_Task instructions_: Quote every sentence in the extract below on patents for biometric technology that contains the word "invention."

_Extract_:
In both cases, the patent specifications under consideration did not reveal a lawful use of the claimed invention.
In light of the above, it follows that there may be a ground for objection to the grant of a patent for biometric technology where the claimed invention describes a primary use of the invention which is unlawful or contrary to Australian data and privacy laws (and any other local law relevant to the use of the technology).
Approach to reduce risk of objections
To address the risk of section 50(1)(a) of the Patents Act being relied upon as a ground for objection to a patent for biometric technology it would be important to be able to demonstrate a use of the invention that is compatible with law, notwithstanding that there may be ways in which the invention could separately be used unlawfully.
In the context of Australian data protection and privacy laws this would be by ensuring that the invention is described in the patent specification in a manner that could potentially have lawful applications under the applicable laws. Careful drafting has a role to play.
Below sections of this article summarise some of the data protection and privacy laws in Australia which could be relevant to the application of biometric technology. Based on these laws, some general observations can be made.
The primary drafting concern for patents where biometric data is involved in the context of data protection and privacy laws, is ensuring the specification does not describe an invention in a way that precludes compliance with law. Use of biometric information is not inherently incompatible with privacy provided the relevant data protection and privacy laws are able to be complied with in use of the invention.

_Data_:
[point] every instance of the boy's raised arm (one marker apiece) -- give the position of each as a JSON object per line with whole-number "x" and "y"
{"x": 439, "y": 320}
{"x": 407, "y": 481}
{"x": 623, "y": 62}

_Solution to this exercise_:
1. In both cases, the patent specifications under consideration did not reveal a lawful use of the claimed invention.
2. In light of the above, it follows that there may be a ground for objection to the grant of a patent for biometric technology where the claimed invention describes a primary use of the invention which is unlawful or contrary to Australian data and privacy laws (and any other local law relevant to the use of the technology).
3. To address the risk of section 50(1)(a) of the Patents Act being relied upon as a ground for objection to a patent for biometric technology it would be important to be able to demonstrate a use of the invention that is compatible with law, notwithstanding that there may be ways in which the invention could separately be used unlawfully.
4. In the context of Australian data protection and privacy laws this would be by ensuring that the invention is described in the patent specification in a manner that could potentially have lawful applications under the applicable laws.
5. The primary drafting concern for patents where biometric data is involved in the context of data protection and privacy laws, is ensuring the specification does not describe an invention in a way that precludes compliance with law.
6. Use of biometric information is not inherently incompatible with privacy provided the relevant data protection and privacy laws are able to be complied with in use of the invention.